*INSTRUCTION*
Reproduce the lines that start with the line containing "</instance>" and end with the line containing "56L193 48V13L171 9L173", keeping both of those lines and changing nothing.

*PROVIDED RECORDS*
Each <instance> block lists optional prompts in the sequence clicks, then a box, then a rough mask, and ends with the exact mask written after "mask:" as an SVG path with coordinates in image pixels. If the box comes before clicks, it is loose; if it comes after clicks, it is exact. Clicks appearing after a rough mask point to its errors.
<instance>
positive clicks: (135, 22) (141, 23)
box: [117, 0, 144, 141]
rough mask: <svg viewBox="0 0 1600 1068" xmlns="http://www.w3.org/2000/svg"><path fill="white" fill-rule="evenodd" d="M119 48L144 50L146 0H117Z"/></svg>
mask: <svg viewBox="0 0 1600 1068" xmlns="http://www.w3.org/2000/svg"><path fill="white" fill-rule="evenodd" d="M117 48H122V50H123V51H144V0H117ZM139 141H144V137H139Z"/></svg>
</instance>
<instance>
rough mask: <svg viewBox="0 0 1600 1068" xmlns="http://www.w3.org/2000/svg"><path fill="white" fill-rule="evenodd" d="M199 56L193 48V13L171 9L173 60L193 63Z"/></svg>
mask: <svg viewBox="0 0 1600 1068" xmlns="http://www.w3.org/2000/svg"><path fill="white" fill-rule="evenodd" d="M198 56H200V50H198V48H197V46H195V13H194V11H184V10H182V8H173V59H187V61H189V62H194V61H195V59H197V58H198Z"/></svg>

*ANSWER TO THIS PROBLEM*
</instance>
<instance>
rough mask: <svg viewBox="0 0 1600 1068" xmlns="http://www.w3.org/2000/svg"><path fill="white" fill-rule="evenodd" d="M199 56L193 48V13L171 9L173 60L193 63Z"/></svg>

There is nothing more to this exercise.